What is asked
Type out all the records word for word. Any pictures are to be left out.

Data shown
--- begin ---

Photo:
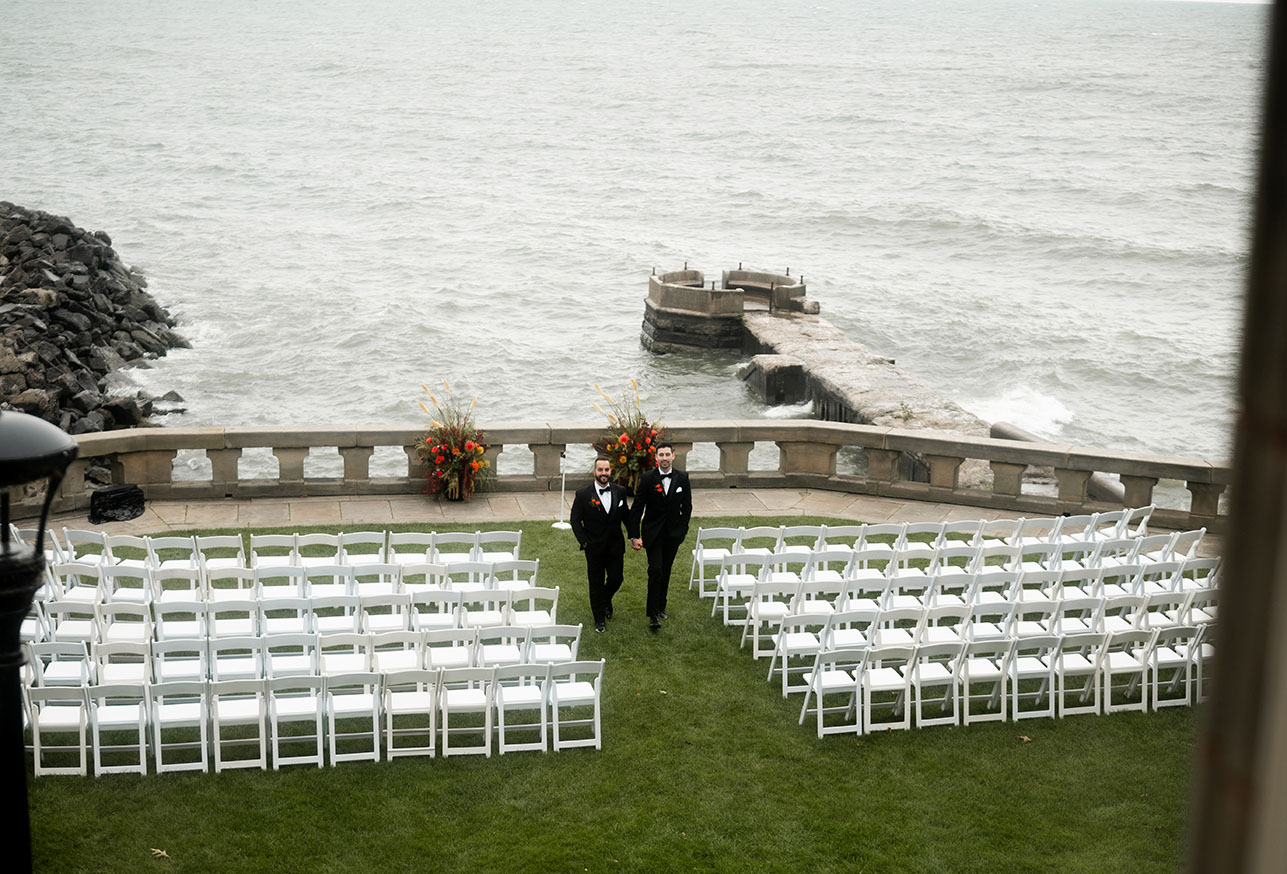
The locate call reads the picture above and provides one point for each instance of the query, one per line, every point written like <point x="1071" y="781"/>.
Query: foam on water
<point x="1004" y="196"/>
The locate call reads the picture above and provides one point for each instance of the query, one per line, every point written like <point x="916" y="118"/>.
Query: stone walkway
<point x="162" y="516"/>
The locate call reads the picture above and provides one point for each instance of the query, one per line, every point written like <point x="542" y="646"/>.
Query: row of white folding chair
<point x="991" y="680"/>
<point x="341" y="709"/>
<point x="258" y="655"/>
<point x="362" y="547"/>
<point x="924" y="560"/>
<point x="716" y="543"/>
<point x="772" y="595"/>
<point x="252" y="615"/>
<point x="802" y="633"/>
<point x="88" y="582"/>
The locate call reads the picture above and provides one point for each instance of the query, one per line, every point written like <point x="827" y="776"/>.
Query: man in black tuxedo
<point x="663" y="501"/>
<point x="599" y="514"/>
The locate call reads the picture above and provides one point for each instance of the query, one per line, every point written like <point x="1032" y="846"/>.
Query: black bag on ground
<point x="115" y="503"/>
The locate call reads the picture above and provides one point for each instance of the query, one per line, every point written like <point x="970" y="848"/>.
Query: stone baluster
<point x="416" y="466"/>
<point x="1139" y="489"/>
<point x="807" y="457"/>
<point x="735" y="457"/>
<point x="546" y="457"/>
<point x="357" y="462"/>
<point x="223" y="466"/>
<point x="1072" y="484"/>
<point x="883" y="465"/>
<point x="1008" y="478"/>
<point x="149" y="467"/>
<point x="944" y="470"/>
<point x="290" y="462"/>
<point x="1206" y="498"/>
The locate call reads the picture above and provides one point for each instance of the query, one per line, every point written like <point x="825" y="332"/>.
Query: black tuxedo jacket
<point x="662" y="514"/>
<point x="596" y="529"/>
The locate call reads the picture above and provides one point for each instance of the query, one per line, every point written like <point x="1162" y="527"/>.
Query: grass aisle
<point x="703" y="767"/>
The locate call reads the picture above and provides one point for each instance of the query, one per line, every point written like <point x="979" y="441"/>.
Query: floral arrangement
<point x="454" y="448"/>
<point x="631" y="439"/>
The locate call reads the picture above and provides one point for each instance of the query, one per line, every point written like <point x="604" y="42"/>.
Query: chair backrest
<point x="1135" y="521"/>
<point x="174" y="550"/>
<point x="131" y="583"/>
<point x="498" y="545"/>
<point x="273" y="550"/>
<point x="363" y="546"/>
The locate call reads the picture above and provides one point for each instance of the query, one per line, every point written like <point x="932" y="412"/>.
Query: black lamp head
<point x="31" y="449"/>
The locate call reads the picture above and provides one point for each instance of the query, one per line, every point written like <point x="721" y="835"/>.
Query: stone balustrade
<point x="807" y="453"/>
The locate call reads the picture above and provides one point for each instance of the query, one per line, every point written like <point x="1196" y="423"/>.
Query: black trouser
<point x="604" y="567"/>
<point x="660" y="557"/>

--- end ---

Result of the exercise
Photo:
The locate call reads the picture above and provides one point for each instance of the query, one per line, every point written like <point x="1071" y="781"/>.
Query: foam on water
<point x="1004" y="196"/>
The locate call reads the picture above and provides one point for each instance of the query, one per line, every point written like <point x="916" y="118"/>.
Query: stone walkway
<point x="162" y="516"/>
The locate call reads the picture above and provides one point for each instance of the query, one per line, every point written like <point x="542" y="646"/>.
Query: row of white folding chair
<point x="991" y="680"/>
<point x="341" y="709"/>
<point x="258" y="655"/>
<point x="362" y="547"/>
<point x="924" y="560"/>
<point x="716" y="543"/>
<point x="772" y="595"/>
<point x="252" y="615"/>
<point x="802" y="633"/>
<point x="88" y="582"/>
The locate call reads the picture above and provides one point for each instance of the query, one per line, every point written like <point x="827" y="776"/>.
Query: man in black tuxedo
<point x="663" y="501"/>
<point x="599" y="514"/>
The locate call reads the picture above and provides one point for each instance of the query, one per line, every point written like <point x="1032" y="846"/>.
Query: black bag on ground
<point x="115" y="503"/>
The locate call reads the picture above and provides one point for each instance of the query, one per line, every point written like <point x="970" y="848"/>.
Query: stone baluster
<point x="416" y="466"/>
<point x="1139" y="489"/>
<point x="807" y="457"/>
<point x="735" y="457"/>
<point x="546" y="457"/>
<point x="357" y="462"/>
<point x="223" y="466"/>
<point x="1072" y="484"/>
<point x="883" y="465"/>
<point x="1008" y="478"/>
<point x="149" y="467"/>
<point x="944" y="470"/>
<point x="290" y="462"/>
<point x="1206" y="498"/>
The locate call reads the picture above and provides one point for each instance of the query, one per line, every point written like <point x="825" y="332"/>.
Query: black tuxedo jacket
<point x="662" y="514"/>
<point x="596" y="529"/>
The locate call reads the picture above and provides one point for each instance of the query, one per line, every point written like <point x="1162" y="527"/>.
Query: grass aisle
<point x="703" y="767"/>
The locate call reads the picture above and provides one point for each instance of the query, one per line, every point written like <point x="979" y="441"/>.
Query: floral arrangement
<point x="454" y="448"/>
<point x="631" y="439"/>
The locate call reads the picture above and provides one point for each instance of the query, one per line, every point written like <point x="604" y="42"/>.
Query: chair backrest
<point x="1135" y="521"/>
<point x="174" y="550"/>
<point x="131" y="583"/>
<point x="498" y="545"/>
<point x="273" y="550"/>
<point x="363" y="546"/>
The locate call reads the picture above and provides one point for each instance of the query, one per line, every point written like <point x="932" y="412"/>.
Query: black lamp head
<point x="31" y="449"/>
The locate call reads the picture above and provides one point for each instance of the query, one per line, every point written like <point x="721" y="835"/>.
Query: stone balustrade
<point x="807" y="453"/>
The locate call reads the picture above and provides one point for each instance of the query, one per line, every point written like <point x="1196" y="423"/>.
Query: black trouser
<point x="604" y="567"/>
<point x="660" y="557"/>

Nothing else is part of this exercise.